#### Exercise objective
Repeat, word for word, everything from the line containing "Pest-scouting request: point out the minivan hood" down to the last of the lines below.
━━ Given information
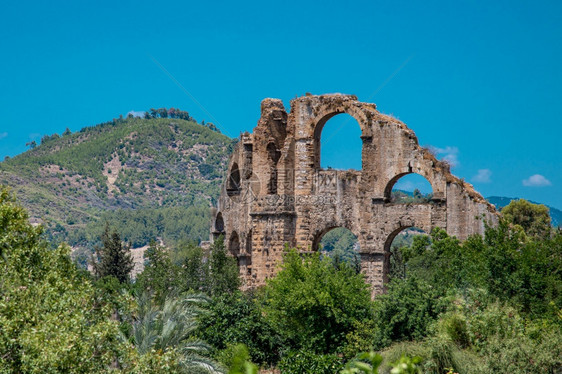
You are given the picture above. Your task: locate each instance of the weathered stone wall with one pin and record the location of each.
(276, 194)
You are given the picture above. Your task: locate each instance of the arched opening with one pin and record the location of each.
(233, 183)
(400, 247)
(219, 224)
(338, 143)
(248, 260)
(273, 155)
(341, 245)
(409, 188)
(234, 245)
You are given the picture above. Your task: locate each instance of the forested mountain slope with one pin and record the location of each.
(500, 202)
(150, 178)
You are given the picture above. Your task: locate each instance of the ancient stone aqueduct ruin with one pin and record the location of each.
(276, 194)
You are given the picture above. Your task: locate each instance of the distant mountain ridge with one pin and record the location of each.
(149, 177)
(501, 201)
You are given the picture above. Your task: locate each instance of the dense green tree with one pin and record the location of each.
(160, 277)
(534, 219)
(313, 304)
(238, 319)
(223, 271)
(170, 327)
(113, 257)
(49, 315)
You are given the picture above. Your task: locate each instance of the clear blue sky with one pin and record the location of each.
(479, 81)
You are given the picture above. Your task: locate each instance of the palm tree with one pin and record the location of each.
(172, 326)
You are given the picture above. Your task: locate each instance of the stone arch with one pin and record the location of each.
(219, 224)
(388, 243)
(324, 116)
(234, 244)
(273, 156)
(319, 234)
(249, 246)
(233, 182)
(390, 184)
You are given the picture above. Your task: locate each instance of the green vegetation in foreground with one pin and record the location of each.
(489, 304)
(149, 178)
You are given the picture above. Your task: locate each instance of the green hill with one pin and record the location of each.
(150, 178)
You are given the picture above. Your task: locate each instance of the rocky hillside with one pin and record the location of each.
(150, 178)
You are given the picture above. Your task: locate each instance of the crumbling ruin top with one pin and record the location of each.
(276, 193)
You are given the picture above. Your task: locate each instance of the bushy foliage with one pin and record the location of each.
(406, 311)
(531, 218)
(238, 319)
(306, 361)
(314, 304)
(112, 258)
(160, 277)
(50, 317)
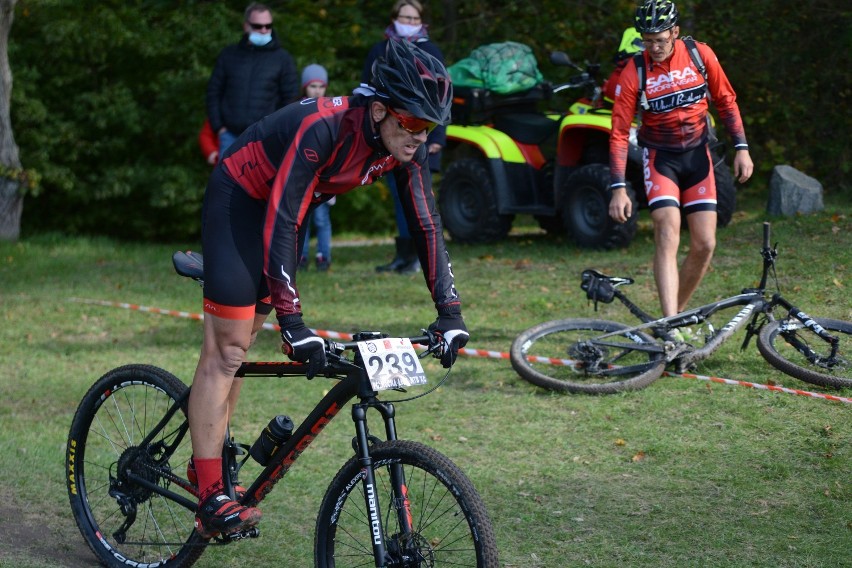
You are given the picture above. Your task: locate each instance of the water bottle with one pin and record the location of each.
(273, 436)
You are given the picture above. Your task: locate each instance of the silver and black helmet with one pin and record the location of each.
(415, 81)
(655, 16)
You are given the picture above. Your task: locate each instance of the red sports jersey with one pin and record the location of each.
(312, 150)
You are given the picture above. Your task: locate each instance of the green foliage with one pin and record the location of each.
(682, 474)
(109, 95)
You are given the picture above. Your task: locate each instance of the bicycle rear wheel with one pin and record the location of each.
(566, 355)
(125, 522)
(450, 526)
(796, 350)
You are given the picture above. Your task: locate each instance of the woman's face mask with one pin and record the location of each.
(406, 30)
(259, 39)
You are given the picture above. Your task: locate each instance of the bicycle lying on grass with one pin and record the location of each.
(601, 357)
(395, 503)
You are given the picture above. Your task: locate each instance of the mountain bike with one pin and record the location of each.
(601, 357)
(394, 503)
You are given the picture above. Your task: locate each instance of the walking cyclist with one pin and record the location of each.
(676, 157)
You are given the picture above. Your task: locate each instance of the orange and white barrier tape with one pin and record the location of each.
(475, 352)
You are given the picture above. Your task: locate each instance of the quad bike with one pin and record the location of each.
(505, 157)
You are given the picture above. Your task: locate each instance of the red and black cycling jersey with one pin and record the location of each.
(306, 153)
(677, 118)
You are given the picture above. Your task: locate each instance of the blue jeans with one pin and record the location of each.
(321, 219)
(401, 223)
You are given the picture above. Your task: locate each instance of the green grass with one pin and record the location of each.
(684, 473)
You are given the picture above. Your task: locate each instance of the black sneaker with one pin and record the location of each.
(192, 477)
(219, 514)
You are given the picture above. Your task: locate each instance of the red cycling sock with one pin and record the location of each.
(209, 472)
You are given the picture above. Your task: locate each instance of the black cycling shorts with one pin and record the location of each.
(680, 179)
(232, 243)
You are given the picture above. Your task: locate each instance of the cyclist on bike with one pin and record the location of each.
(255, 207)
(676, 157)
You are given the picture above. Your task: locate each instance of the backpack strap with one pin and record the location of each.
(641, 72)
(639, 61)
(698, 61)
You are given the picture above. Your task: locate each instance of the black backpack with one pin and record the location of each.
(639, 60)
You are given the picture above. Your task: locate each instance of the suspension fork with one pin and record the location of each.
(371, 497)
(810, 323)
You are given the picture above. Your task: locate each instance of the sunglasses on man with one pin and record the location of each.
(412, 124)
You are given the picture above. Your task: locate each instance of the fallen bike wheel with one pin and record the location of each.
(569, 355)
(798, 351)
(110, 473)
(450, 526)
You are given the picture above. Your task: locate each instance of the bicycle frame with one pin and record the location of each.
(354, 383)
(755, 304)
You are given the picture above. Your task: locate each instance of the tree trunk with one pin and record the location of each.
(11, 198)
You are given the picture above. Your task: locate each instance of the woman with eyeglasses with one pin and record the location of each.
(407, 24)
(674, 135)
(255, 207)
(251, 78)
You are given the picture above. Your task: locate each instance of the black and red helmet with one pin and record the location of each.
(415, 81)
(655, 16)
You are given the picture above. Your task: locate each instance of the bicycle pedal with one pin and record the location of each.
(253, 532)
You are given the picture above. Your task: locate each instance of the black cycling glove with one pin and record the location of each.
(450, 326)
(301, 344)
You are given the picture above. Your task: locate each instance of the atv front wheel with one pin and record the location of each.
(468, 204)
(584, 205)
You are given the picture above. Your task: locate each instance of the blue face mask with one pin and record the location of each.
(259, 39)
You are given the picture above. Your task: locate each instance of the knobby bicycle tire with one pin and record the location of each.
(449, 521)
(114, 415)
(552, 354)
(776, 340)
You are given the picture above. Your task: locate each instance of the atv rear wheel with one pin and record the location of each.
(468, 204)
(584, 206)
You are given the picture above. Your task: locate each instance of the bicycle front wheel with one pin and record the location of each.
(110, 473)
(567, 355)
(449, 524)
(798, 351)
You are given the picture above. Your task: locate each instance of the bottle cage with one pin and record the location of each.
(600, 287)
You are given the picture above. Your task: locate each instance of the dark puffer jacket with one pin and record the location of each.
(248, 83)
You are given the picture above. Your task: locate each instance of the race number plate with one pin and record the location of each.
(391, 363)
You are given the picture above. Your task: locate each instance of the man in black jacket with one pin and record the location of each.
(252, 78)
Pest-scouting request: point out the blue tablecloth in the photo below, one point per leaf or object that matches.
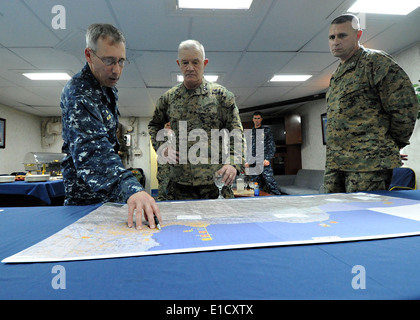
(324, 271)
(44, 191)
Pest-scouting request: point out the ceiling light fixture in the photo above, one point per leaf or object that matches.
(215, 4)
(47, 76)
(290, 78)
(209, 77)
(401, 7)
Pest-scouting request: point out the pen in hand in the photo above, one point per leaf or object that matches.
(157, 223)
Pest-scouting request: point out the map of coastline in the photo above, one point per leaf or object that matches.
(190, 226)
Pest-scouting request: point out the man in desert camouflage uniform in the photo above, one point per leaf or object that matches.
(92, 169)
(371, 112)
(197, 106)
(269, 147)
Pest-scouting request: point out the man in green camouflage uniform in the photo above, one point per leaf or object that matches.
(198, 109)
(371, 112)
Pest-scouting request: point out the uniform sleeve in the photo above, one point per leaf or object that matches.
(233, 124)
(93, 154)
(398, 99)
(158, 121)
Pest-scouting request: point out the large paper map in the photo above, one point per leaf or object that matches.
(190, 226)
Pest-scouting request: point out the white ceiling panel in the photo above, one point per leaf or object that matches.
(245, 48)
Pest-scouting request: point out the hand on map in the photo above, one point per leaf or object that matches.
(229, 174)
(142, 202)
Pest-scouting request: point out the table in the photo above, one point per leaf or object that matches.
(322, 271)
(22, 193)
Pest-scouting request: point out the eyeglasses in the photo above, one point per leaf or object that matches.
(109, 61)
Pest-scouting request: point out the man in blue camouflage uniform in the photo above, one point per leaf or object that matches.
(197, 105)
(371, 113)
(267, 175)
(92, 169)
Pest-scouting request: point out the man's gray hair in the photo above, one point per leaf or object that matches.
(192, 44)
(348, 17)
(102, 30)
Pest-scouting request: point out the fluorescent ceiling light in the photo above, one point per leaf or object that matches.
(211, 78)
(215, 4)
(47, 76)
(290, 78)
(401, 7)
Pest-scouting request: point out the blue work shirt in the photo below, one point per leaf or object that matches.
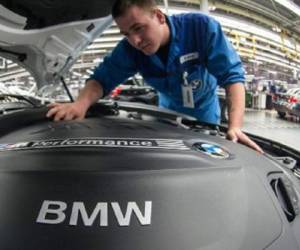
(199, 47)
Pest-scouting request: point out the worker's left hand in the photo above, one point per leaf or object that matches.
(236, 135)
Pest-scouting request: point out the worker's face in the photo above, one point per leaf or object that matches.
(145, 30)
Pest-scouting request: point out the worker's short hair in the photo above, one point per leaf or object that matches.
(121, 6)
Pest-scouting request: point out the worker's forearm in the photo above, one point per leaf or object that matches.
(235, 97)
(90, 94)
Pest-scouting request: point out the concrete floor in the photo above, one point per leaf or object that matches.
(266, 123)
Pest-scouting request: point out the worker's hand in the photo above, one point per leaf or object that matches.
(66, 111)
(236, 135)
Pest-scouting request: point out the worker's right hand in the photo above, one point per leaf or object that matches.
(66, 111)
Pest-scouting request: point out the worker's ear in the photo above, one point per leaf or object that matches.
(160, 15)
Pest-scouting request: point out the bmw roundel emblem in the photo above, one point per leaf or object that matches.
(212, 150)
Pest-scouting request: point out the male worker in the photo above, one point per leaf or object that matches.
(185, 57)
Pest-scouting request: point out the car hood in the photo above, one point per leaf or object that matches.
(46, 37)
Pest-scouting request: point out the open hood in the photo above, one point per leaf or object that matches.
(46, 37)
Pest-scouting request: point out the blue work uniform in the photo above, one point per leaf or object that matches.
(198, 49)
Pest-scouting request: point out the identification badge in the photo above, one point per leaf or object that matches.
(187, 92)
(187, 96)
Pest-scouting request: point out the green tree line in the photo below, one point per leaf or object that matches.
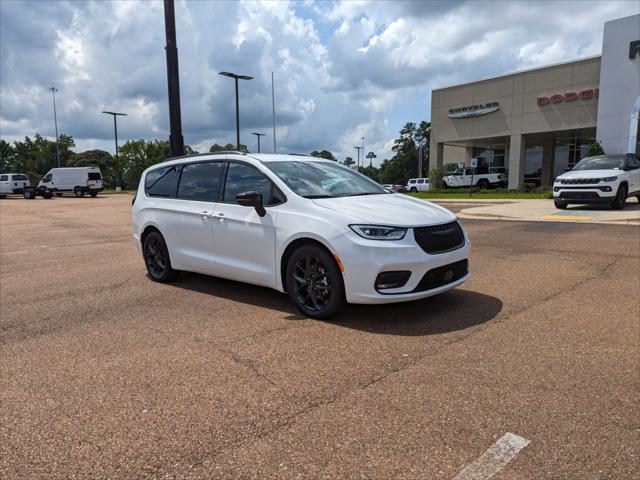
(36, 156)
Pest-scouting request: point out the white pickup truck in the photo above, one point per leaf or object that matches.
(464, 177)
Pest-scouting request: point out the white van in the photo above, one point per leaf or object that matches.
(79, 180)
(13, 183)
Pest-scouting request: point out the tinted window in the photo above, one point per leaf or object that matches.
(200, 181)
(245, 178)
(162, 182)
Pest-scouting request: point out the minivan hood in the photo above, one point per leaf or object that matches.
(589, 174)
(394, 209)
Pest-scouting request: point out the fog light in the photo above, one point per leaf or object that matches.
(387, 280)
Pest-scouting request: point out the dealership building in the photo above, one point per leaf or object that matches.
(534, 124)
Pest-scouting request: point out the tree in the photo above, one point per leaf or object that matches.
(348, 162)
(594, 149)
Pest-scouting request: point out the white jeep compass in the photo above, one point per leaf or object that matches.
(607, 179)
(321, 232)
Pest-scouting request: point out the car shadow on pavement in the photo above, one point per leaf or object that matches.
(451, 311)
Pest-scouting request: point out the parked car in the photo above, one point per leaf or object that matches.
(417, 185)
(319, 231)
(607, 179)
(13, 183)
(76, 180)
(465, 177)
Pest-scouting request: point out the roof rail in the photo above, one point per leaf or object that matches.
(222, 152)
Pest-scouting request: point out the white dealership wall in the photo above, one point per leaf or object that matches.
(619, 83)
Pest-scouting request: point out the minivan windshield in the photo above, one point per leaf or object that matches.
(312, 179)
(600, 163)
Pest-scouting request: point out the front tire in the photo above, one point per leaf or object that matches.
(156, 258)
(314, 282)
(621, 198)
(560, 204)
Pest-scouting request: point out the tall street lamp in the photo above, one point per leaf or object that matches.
━━━━
#### Worked solution
Pest-scouting request: point out the minivan hood in the photo above, one point per leaf or object that matches.
(589, 174)
(394, 209)
Pest-scouting request: point out the fog light in the photo above, one point per leaf or object that matches.
(387, 280)
Pest-scouting request: point out the dealership building in the photo above, one point per leaf or object that matches.
(534, 124)
Pest-scouting request: point out the tree in the photo above, one point per leaf or object that matches.
(348, 162)
(594, 149)
Pest-scouting request: point out the white jeep compass in the photo above, one point per leaf or object that matches.
(607, 179)
(321, 232)
Pest-scouting request: point out the car shadow on pavement in the photo above, one point per leaf or object that matches.
(451, 311)
Pest-scouting request: point out the parked car in the photo above, one point per leaf or object that matches.
(417, 185)
(319, 231)
(607, 179)
(13, 183)
(76, 180)
(465, 177)
Pest-scouting request: point out the roof rail in the photo above, one point per leaf or object that matches.
(222, 152)
Pest-scouting request: point out the white dealership wall in the photo above, one point per leaf or object that matches.
(619, 83)
Pest-scouting request: point out the minivan windshield in the photo above, one point per leaf or object that matches.
(312, 179)
(600, 163)
Pest-scouting request: point out the front tire in the photo above, one point per leaf or object that matches.
(156, 258)
(314, 282)
(621, 198)
(560, 204)
Pest-scouting request: point out the tall street lamp in the photo above, one point per leaf or object that matches.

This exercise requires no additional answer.